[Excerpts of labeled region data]

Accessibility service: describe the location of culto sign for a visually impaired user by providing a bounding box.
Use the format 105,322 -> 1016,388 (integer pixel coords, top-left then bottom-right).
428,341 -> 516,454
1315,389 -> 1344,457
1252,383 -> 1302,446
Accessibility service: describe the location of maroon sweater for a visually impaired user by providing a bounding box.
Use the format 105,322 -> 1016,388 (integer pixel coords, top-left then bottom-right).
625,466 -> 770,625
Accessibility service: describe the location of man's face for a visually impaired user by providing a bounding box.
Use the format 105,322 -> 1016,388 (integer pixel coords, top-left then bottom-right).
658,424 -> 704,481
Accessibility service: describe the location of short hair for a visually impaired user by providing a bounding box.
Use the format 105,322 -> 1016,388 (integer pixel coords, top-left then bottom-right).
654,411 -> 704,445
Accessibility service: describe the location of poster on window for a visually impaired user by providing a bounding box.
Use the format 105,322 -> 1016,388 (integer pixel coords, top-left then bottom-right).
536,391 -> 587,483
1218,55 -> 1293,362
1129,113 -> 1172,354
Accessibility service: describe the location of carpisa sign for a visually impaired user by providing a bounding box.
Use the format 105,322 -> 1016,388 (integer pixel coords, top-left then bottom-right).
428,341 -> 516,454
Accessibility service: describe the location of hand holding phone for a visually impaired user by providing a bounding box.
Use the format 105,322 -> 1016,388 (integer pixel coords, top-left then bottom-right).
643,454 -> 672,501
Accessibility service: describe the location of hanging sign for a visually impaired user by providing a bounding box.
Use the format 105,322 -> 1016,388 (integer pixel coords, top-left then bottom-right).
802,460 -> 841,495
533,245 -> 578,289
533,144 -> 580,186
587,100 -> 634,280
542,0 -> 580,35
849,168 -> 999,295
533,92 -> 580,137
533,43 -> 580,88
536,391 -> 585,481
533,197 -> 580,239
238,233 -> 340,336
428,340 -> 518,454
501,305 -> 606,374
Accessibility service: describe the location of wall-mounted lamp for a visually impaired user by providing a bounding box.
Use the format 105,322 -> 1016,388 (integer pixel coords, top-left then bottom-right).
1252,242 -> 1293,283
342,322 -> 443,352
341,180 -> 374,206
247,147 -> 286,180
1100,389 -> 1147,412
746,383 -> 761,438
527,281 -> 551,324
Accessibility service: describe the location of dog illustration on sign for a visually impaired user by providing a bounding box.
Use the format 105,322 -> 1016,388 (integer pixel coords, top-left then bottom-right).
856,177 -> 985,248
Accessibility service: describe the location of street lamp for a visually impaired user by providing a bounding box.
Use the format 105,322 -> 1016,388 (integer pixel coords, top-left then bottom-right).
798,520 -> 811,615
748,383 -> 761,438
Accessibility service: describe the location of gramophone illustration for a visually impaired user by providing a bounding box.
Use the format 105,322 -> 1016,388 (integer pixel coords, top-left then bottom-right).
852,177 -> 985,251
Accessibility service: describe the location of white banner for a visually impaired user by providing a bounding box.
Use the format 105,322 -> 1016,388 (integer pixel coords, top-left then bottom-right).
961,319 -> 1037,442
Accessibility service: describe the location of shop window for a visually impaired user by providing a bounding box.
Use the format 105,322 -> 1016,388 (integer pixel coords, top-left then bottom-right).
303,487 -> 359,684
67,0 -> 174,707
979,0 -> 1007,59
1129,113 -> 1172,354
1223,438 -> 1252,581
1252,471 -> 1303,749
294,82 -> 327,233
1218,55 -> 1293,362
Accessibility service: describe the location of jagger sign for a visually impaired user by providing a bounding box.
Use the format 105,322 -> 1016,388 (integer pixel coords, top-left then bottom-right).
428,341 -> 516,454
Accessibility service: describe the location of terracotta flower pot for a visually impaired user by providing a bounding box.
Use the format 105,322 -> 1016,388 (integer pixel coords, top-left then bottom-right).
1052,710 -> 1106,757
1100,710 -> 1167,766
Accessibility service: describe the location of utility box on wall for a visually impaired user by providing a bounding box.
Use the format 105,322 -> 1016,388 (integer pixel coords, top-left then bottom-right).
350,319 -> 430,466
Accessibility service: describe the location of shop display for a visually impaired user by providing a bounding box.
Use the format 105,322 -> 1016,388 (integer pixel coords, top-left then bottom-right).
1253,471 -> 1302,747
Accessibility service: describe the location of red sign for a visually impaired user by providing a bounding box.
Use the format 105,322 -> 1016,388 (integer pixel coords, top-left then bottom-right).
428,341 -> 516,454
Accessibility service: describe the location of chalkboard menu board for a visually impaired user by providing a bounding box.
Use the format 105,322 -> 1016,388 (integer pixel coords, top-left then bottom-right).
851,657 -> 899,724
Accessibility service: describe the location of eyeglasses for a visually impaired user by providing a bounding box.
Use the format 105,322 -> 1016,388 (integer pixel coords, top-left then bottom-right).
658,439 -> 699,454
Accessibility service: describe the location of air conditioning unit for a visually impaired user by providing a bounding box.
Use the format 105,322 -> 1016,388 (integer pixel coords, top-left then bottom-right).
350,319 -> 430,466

* _Exercise aim_:
Edit all the entries above so that "visually impaired user" becomes "low-vision user" wherever it appears, and leave everything else unchanged.

* _Output for this exercise_:
Accessibility service: describe the location of culto sign for a low-vision user by providing a bounding box.
Use the format 105,322 -> 1016,388 (integer pixel coords, top-left then bottom-right).
428,341 -> 516,454
1315,389 -> 1344,457
1252,383 -> 1302,446
Accessibility service: describe the location of maroon sweater for a low-vision user by providing a bounding box.
Use the format 105,322 -> 1016,388 (integer pixel coords, top-left then bottom-right).
625,466 -> 770,625
Accessibility service: describe the location of man's face for a low-vision user by providing a bounding box.
Use the format 105,322 -> 1016,388 (integer pixel coords, top-left then bottom-right).
658,424 -> 704,481
Accessibility service: describe the location of short hair for a low-vision user by providing a bounding box.
Use the format 105,322 -> 1016,388 (integer pixel coords, top-left then bottom-right).
654,411 -> 704,445
Accessibility service: describe the location of poster on window for a low-vision user by providing a bounding box.
Use the format 105,322 -> 1016,388 (integer pixel coords, top-left then bottom-right).
536,391 -> 587,483
1218,55 -> 1293,362
1129,113 -> 1172,354
Accessibility service: describe the location of carpisa sign for a low-vision user by providing a bounding box.
Use the format 105,322 -> 1016,388 (integer pixel coords, top-left then bottom-right).
428,341 -> 516,454
Accessibility service: describe the location of hand holding phone for a low-vision user by providing a bounding box.
Use the format 105,322 -> 1016,388 (integer pixel coords, top-left then bottom-right).
643,454 -> 672,501
Accessibility service: describe the location of hanging sign for a low-vision user by providing a bounding box.
Use the format 105,322 -> 1016,388 (integer pixel coords, top-left then bottom-right).
802,460 -> 841,495
533,245 -> 578,289
533,144 -> 580,186
587,100 -> 634,280
542,0 -> 580,35
849,168 -> 999,295
533,92 -> 580,137
533,43 -> 580,88
536,391 -> 585,481
533,197 -> 580,239
238,233 -> 340,336
428,340 -> 518,454
501,305 -> 606,374
Accessibility service: describe the location of wall-mounted lamp for a low-vision user by providing a bounding box.
Use the format 105,322 -> 1016,388 (integer pixel coords, top-left then bottom-right).
1252,242 -> 1293,283
342,322 -> 443,352
341,180 -> 374,206
247,147 -> 286,180
1100,389 -> 1147,412
746,383 -> 761,438
527,281 -> 551,324
Accessibility service: describe the location of dog illustration on sign for a low-vision user by providing a bounding box.
Use the format 105,322 -> 1016,388 (integer pixel coords, top-left then bottom-right).
856,177 -> 985,248
Accessibility service: describe the location of street lamp for a low-vision user by providing a bounding box.
Use the format 105,322 -> 1016,388 (integer pixel coords, top-left then bottom-right).
798,520 -> 811,615
748,383 -> 761,438
Accessibility service: describe the location of gramophone illustration for a low-vision user by providing a bounding box.
Use the format 105,322 -> 1016,388 (integer pixel coords, top-left then bottom-right).
852,177 -> 985,251
Accessibility service: describe the location of white banner for a low-vision user by providing a bounding box.
Use the format 105,322 -> 1016,388 (integer pixel coords, top-left then bottom-right).
961,319 -> 1037,442
Accessibility service: describe the location of shop window for a low-vision user by providing a bounding box.
Use the format 105,322 -> 1016,388 (integer pixel coords, top-left then bottom-right).
303,487 -> 359,684
67,0 -> 174,707
979,0 -> 1007,59
1129,113 -> 1172,354
1223,438 -> 1252,581
1252,471 -> 1303,749
294,82 -> 327,233
1218,55 -> 1293,362
Accessibility service: describe the location of jagger sign for a low-vision user by providing a bounding box.
Use the format 105,322 -> 1016,388 (integer pixel coords, top-left then bottom-right).
428,341 -> 516,454
Accessibility service: describe the location of terracotta flower pot for a low-vision user by providing a bounding box.
Use the format 105,322 -> 1016,388 (integer pixel coords, top-left then bottom-right).
1052,710 -> 1106,757
1100,710 -> 1167,766
Accessibility service: describe the location of utility box on wall for a low-vision user by providing a bounding box.
Use the format 105,322 -> 1016,388 (integer pixel coords, top-left then bottom-right).
350,319 -> 430,466
Accessibility service: describe the location of shop display for a low-vision user by providing a bounding box.
Use the format 105,322 -> 1016,388 (integer pixel coords, top-left then bottom-right).
1253,471 -> 1302,747
Accessibility service: describe the location of red sign for a low-vision user by providing a bounding box.
Use the format 105,322 -> 1016,388 (integer pixel coords, top-left then bottom-right).
428,341 -> 516,454
Accessibility service: describe the location of chalkboard menu board for a low-vision user by providing a bounding box.
Use the format 105,322 -> 1016,388 (integer pixel coords, top-left then bottom-right).
851,657 -> 899,724
Accessibility service: describe the location of eyeglasses for a low-vision user by providing a bounding box.
Use the format 105,322 -> 1016,388 (integer pixel coords, top-left then bottom-right).
658,439 -> 699,454
Accessibility service: describe the location of air conditioning unit for a low-vision user by providing a bounding box.
Use the format 105,322 -> 1016,388 (integer pixel coords, top-left then bottom-right).
350,319 -> 430,466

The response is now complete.